Document segment ▸
By Andreas Yilma Citizen’s News
NAUGATUCK — Multiple borough parents say the COVID-19 school policies are discriminatory and ultimately hurting their unvaccinated children.
Fully vaccinated students don’t need to quarantine from in-person learning, sports, or other activities after contact with a COVID-19 case regardless of the time or distance of that contact, as long as they don’t show symptoms in the 14 days after their last exposure.
Unvaccinated or partially vaccinated people would have to quarantine for five days and test on day 5 after exposure according to Centers for Disease Control and Prevention.
A Screen and Stay policy would allow students to continue in-person school activities if the exposure occurred at school between masked individuals, the exposure occurred between either masked or unmasked individuals in certain supervised outdoor activities, and the person identified as a close contact remains asymptomatic.
The school district launched the Screen and Stay policy from state Department of Education and state Department of Public Health in December, according to Naugatuck Superintendent of Schools Christopher Montini.
Unvaccinated people shouldn’t participate in the Screen and Stay policy if they have a close contact outside of school, they were in a situation indoors where masks were removed and 6 feet of spacing was not maintained or during extracurricular or other activities outside the school day, according to the policy.
A few parents spoke how the policies were more harmful than helpful for their unvaccinated children at the Board of Education meeting on Thursday.
Jill Swanson, a 37-year borough resident whose son is a Naugatuck High School senior, said the virus doesn’t discriminate against vaccinated or unvaccinated students.

Point-per-instance localization records ▸
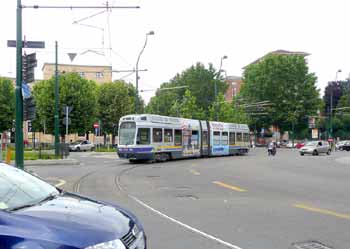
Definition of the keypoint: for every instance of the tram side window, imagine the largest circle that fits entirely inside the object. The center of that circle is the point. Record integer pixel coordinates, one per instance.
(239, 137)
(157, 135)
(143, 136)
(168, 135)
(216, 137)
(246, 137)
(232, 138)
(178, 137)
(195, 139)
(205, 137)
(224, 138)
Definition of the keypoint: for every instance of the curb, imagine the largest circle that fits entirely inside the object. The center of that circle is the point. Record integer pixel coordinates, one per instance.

--

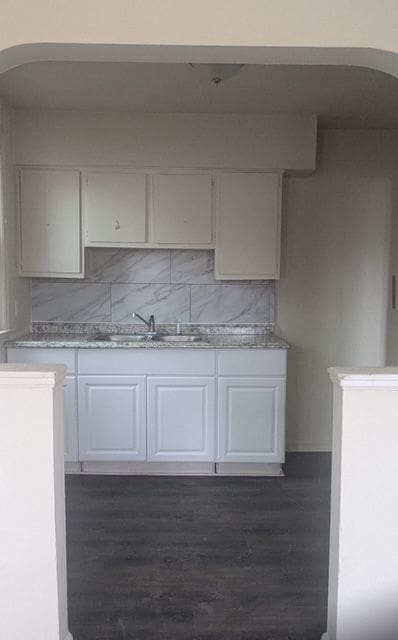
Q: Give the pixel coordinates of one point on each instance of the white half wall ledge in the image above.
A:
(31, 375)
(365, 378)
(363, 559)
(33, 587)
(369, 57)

==

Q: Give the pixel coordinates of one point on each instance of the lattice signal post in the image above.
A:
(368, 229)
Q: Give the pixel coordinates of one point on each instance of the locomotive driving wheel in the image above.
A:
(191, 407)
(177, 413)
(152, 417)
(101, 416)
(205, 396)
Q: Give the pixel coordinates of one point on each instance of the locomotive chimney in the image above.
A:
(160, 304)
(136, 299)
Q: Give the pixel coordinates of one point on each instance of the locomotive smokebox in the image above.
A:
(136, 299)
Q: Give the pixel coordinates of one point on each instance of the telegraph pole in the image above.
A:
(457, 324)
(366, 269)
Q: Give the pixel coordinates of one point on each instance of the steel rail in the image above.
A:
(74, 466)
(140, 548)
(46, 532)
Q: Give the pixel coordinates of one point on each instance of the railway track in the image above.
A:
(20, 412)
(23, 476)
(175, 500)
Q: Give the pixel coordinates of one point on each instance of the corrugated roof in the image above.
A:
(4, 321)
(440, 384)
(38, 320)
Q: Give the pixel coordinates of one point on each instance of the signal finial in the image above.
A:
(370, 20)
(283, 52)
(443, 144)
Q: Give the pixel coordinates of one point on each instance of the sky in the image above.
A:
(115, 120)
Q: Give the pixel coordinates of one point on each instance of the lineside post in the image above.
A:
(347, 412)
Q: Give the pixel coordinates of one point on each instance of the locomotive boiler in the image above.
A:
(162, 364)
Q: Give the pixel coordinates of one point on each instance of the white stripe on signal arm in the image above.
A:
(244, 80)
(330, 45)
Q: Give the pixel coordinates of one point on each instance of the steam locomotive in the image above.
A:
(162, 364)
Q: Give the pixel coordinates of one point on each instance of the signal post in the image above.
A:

Work task A ▸ According to the article on Naugatuck's COVID-19 school policies, in what month did the school district launch the Screen and Stay policy?
Work task B ▸ Echo the part of the article on Naugatuck's COVID-19 school policies between "By Andreas Yilma" and "their unvaccinated children.", inclusive.
The records play no part in this.

Your response A ▸ December

Your response B ▸
By Andreas Yilma Citizen’s News
NAUGATUCK — Multiple borough parents say the COVID-19 school policies are discriminatory and ultimately hurting their unvaccinated children.